== Stored data ==
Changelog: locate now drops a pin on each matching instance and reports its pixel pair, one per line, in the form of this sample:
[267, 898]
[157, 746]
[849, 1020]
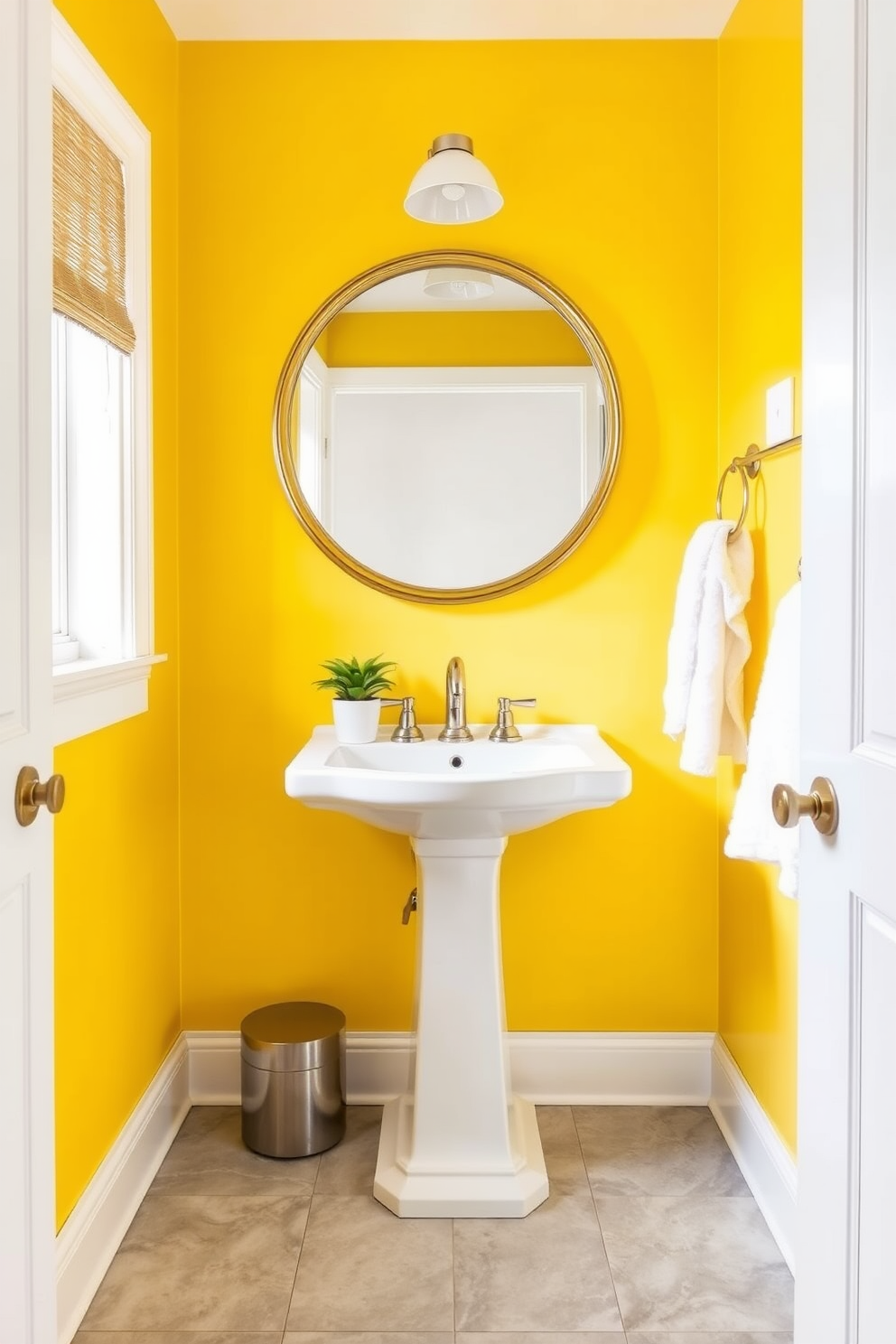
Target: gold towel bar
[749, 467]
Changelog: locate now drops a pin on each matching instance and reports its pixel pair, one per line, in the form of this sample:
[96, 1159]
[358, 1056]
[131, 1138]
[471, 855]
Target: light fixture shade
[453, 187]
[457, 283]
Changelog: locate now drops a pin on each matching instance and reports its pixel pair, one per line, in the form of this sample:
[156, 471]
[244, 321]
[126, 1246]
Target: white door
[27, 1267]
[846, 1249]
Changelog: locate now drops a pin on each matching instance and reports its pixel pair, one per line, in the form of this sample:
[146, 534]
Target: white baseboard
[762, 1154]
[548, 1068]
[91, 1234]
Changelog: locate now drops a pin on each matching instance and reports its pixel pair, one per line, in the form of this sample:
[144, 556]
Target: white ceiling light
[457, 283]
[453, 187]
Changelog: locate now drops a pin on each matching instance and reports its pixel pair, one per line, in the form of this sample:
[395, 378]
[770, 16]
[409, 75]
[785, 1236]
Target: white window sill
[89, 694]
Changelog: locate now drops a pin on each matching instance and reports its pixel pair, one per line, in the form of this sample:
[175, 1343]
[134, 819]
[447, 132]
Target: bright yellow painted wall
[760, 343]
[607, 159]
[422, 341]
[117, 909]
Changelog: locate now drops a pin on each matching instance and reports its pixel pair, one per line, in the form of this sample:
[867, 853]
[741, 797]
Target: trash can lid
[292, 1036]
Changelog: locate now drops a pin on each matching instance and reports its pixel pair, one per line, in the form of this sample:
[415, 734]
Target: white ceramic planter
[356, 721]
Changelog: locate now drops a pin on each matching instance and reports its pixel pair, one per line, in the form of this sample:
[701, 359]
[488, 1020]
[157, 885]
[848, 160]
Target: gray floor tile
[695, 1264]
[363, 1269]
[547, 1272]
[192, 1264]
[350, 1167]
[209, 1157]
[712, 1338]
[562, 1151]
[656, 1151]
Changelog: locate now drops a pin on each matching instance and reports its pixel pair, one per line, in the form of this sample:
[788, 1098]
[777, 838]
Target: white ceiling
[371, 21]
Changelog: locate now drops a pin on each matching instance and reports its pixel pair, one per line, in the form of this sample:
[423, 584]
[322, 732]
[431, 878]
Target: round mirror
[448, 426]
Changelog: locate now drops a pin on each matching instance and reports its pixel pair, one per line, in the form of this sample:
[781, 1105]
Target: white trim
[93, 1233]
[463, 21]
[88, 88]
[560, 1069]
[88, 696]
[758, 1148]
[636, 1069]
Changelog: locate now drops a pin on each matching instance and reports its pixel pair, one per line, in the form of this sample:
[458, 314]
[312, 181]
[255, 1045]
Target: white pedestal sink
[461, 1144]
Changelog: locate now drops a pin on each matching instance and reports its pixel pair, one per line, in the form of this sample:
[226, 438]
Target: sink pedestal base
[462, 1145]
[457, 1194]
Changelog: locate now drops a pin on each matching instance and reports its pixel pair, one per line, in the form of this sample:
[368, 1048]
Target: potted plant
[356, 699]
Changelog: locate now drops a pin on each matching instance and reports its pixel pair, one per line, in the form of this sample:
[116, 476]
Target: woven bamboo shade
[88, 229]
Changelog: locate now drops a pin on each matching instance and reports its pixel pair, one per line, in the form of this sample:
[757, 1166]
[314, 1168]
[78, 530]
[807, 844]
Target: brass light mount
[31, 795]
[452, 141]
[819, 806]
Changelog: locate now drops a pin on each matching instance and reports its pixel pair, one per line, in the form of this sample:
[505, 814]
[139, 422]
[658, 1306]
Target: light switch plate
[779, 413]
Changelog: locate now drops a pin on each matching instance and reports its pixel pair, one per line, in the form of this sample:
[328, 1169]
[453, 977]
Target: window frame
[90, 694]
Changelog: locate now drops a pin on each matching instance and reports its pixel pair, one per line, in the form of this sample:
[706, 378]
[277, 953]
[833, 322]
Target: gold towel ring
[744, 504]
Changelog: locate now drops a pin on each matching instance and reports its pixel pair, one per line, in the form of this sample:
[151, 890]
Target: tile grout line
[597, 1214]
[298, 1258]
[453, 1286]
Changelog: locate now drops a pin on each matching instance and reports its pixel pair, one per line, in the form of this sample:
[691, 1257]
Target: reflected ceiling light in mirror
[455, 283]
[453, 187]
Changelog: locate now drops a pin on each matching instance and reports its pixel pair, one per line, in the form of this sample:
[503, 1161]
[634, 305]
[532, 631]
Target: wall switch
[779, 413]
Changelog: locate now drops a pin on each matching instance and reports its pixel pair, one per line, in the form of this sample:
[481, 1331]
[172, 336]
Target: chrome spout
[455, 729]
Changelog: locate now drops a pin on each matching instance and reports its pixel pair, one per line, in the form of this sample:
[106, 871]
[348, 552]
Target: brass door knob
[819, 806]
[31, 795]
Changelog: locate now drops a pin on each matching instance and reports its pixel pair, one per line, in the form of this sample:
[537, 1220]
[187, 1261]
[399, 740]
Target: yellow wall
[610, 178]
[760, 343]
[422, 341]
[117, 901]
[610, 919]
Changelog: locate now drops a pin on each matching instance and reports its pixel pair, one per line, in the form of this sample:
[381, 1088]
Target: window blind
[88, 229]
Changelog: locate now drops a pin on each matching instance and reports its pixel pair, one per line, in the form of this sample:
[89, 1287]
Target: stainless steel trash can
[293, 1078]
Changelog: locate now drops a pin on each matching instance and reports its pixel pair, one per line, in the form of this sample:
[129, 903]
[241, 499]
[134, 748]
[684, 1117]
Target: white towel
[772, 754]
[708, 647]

== Instructions to follow ==
Pictures are to be left out; all else in the entries above is to be quoted exactly.

== Response below ==
Changelog: locate now drops a pin on each matching instance and reports its pixel pair, one per line, in the form of this sample:
[267, 898]
[157, 746]
[849, 1020]
Target: gold towel bar
[749, 467]
Changelog: locate now drops a pin on each matching instance and reports its pixel pair, one per line, in the form of this sample:
[96, 1159]
[358, 1056]
[131, 1138]
[471, 855]
Target: light fixture shade
[453, 187]
[457, 283]
Changelog: locate now drops a pin on each matching instance and reports its pixel pair, one per line, in the form of this sample:
[156, 471]
[244, 321]
[126, 1246]
Target: white door
[27, 1267]
[846, 1249]
Changelog: locate now drops a pin on each matching instance and reports its pixel pair, one per line, in the form of this sample:
[146, 534]
Target: white baseboard
[762, 1154]
[548, 1068]
[91, 1234]
Changelog: locate now drops a pin on each matching instance and reports its pixel pair, one per line, in the form of this sample:
[144, 556]
Target: white ceiling light
[457, 283]
[453, 187]
Changelog: locate now drops a pin on each matching instance and reports its pixel pair, one per line, in the form of this sample:
[395, 378]
[770, 16]
[409, 75]
[785, 1236]
Target: white window sill
[89, 694]
Changelog: locate now drops a pin on each matching instance and reports its pixel pair, one per line, in the form of this sample:
[175, 1343]
[134, 819]
[447, 132]
Target: bright yellow painted wall
[760, 343]
[607, 159]
[422, 341]
[117, 909]
Changelog: locate now drops a pin on each matching instance and reports its pixel pair, one per line, in the form of this sample:
[867, 853]
[741, 797]
Target: trash can lid
[292, 1036]
Changelog: locate now drops a pin on each matching instance and reports its pixel pair, one per line, in the form of this sample:
[415, 734]
Target: white ceramic planter
[356, 721]
Changelog: locate now drops a pin on each matching instance and reports its pixel pair, one per line, in the form of this sample:
[701, 359]
[488, 1020]
[157, 885]
[848, 160]
Target: gray floor tile
[695, 1264]
[363, 1269]
[547, 1272]
[192, 1264]
[350, 1167]
[209, 1157]
[712, 1338]
[562, 1151]
[656, 1151]
Changelog: locate now drops a pin on each matching instance and reports its pixel pair, one per line, in the form of this sample:
[788, 1098]
[777, 838]
Target: white ceiling
[371, 21]
Changelog: locate now drops a pin on each matching instance and reports its pixel pair, one per line, in the form of this sample:
[423, 584]
[322, 732]
[431, 878]
Target: round mirror
[448, 426]
Changelog: locate now drops a pin on each matching instance and reports its pixel pair, one per line, in the form of this sample:
[781, 1105]
Target: white trim
[93, 1233]
[463, 21]
[88, 88]
[560, 1069]
[88, 696]
[758, 1148]
[636, 1069]
Changelog: locate now drops a pin on each matching instance and reports its pixel pair, one per line, in the form of this sample:
[458, 314]
[312, 181]
[255, 1045]
Target: white pedestal sink
[461, 1144]
Changelog: locate now drops a pin on each matching instance and reports its pixel pair, one per line, in the form of this sample:
[226, 438]
Target: sink pedestal base
[462, 1145]
[457, 1194]
Changelog: locate now drops a pin on each matching instance and reports its pixel pair, one per line, in the form of this sample:
[368, 1048]
Target: potted plant
[356, 699]
Changelog: locate now drops a pin on each matching instance and reports its pixel pair, one per line, in the form of this sample:
[116, 476]
Target: woven bamboo shade
[88, 229]
Changelog: locate now drops a pin on each matching instance and reports its pixel pair, one per line, in the form of this sample:
[757, 1166]
[314, 1168]
[78, 530]
[807, 844]
Target: brass light mount
[31, 795]
[452, 141]
[819, 806]
Changelog: locate now drops a pin on each matching instance and reports its pixel pair, one per line, in the form of this sample:
[505, 814]
[139, 422]
[658, 1306]
Target: light switch plate
[779, 413]
Changelog: locate now drops a pin on each matching instance and reports its pixel pair, one per line, in the form of this sample:
[328, 1169]
[453, 977]
Target: window frame
[90, 694]
Changelog: locate now drops a pin on each matching instance and reports its pixel pair, one per line, in the form of this sample:
[706, 378]
[277, 953]
[833, 322]
Target: gold towel ring
[744, 504]
Changelog: locate now drops a pin on each matching instance and reports its pixel pair, one per line, in the form of this sample:
[151, 890]
Target: tile grout line
[597, 1214]
[298, 1258]
[453, 1286]
Changelog: locate now drops a pin on each matching instance and reports its pixel pair, one per line, in the form of this sample:
[691, 1257]
Target: reflected ceiling light in mirror
[455, 283]
[453, 187]
Changelog: locate now drops a pin on each matching instance and reports its pixel pair, one per line, in the form of this sample:
[503, 1161]
[634, 305]
[532, 631]
Target: wall switch
[779, 413]
Changelog: locate now drops a pin on each matching instance and reports its pixel pair, one per line, in the form of this sample:
[481, 1331]
[172, 336]
Target: chrome spout
[455, 729]
Changelog: locate now drops a pin on each matching instance and reports its pixel pair, one per line, in the form of this sample:
[106, 871]
[348, 552]
Target: brass door knob
[819, 806]
[31, 795]
Changelog: locate now drops a pin on each matching instance and reports its pixel pair, one per line, in the form of this sample:
[537, 1220]
[187, 1261]
[399, 740]
Target: yellow wall
[610, 178]
[760, 343]
[422, 341]
[117, 901]
[610, 919]
Changelog: locate now drops a pin on each matching instance and reports its pixel pair, one per line, in the form of this sample:
[381, 1088]
Target: window blind
[88, 229]
Changelog: locate now drops a pin on each matching instance and reports its pixel pair, one per line, in the form of this sample:
[89, 1287]
Target: stainless steel trash can
[293, 1078]
Changelog: locate now drops a pin on each matching instance and reports its pixel pair, one per line, in the form of this sample:
[129, 903]
[241, 499]
[134, 748]
[684, 1117]
Target: white towel
[772, 754]
[708, 647]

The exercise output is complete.